Document segment START
It’s well known that Saddam’s overprivileged, unbridled son Uday committed psychopathic grotesqueries for kicks. And The Devil’s Double, the film about him and his body double where Dominic Cooper plays both roles, queues up rapes, murders, and torture sessions with zest. The bigger surprise here is that Cooper — who’s done little until this point but play the dark-haired hunk in films like Mamma Mia! and An Education — delivers such a profoundly weird, electric performance.
Cooper doesn’t just play Uday as a cruel egotist, his caricature captures Uday as a gangly freak show, pitched somewhere between Batman villain, Jim Carrey’s Cable Guy, and Macaulay Culkin’s Party Monster, with hunched shoulders, a chipmunk smile, and a toxic, gassy laugh. Cooper also plays the decent man Hussein forces to be his body double, Latif Yahia, whose autobiographical novel is the basis for the film. Latif is imprisoned and beaten. If he doesn’t impersonate him, they’ll throw his entire family into Abu Ghraib, so he goes along and gets plastic surgery that makes him virtually identical to Uday (except for his larger penis). Cooper duels with himself onscreen and his performances are so different that what could be just a gimmick works. However, Latif’s wrestling match with his conscience and flirtation with one of Uday’s girls (Ludivine Sagnier) is far more predictable than Hussein’s fickle malevolence. Unsurprisingly, the psychopathic party-boy sadist with a taste for little girls and silk shirts steals the show.
Document segment END
■ What is needed: Carry the film review of The Devil's Double forward from its final sentence. The listing after this film review is separate material with no connection to it.
Excerpted data START
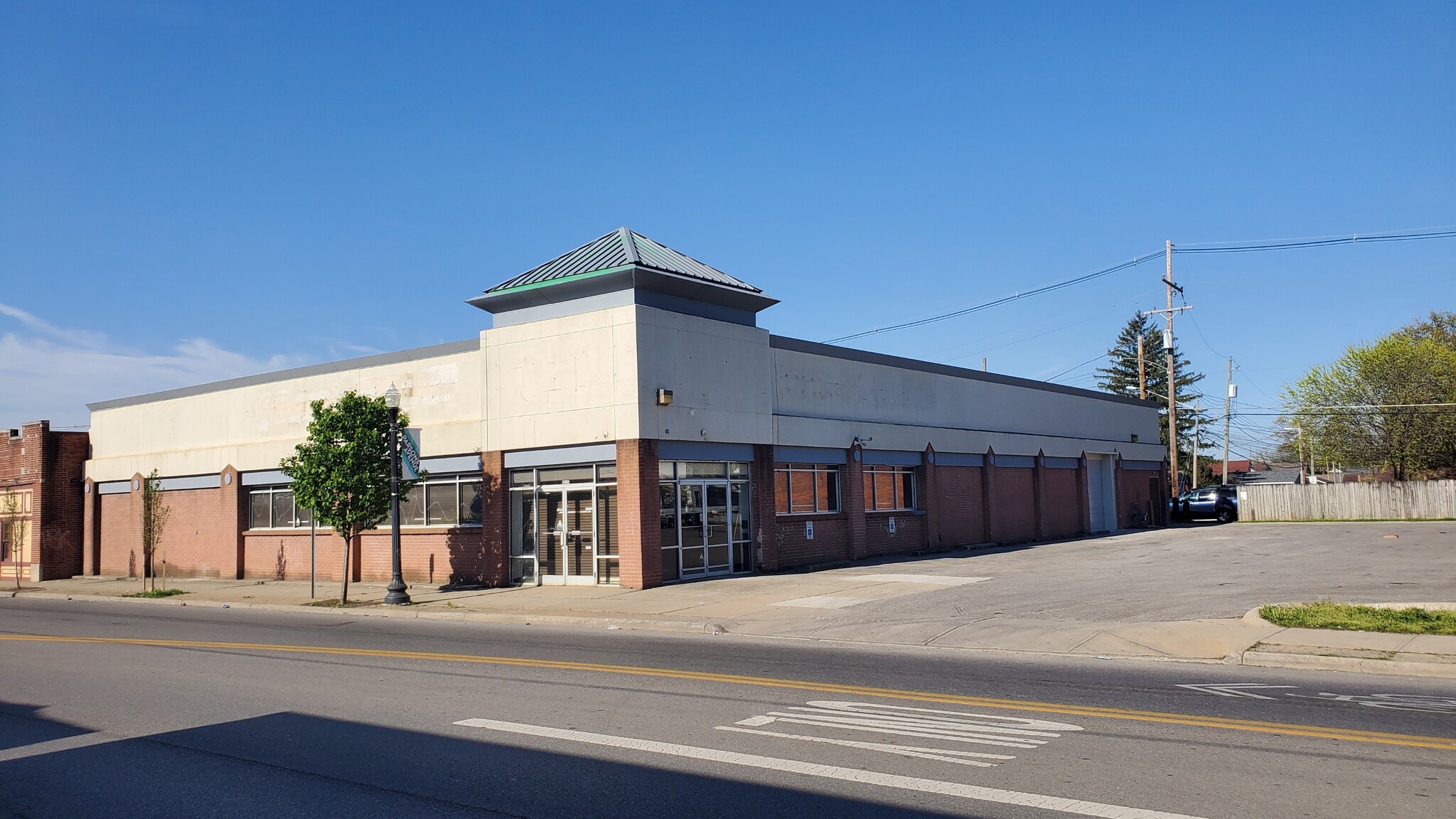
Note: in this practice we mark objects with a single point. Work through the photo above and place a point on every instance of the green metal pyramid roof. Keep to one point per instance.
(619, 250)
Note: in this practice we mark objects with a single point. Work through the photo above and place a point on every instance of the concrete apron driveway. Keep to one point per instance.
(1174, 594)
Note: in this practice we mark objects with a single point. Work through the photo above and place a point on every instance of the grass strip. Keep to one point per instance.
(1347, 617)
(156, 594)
Excerpted data END
■ Response:
Director Lee Tamahori has never been more than slick and commercial. Films like XXX: State of the Union or Next (in which Nicolas Cage played a Vegas magician who could predict the future) didn’t exactly reveal some hitherto unexplored aspect of the human heart in conflict with itself. In The Devil’s Double, he stages some spectacular eviscerations, baroque party scenes, a few truly disturbing executions, and some child-molesting kidnappings that are as cleanly shot and hyperbolically trashy as anything on an episode of CSI: Miami. But in the end, Tamahori just can’t resist a Hollywood ending that turns Latif into some sort of rebel avenger, spoiling any of the film’s claim on reality and making it clear that this film is little more than a glitzy, horror-movie showcase for Cooper’s dueling performances. But Cooper puts on one hell of a show, and at two-for-the-price-of-one, it’s a steal.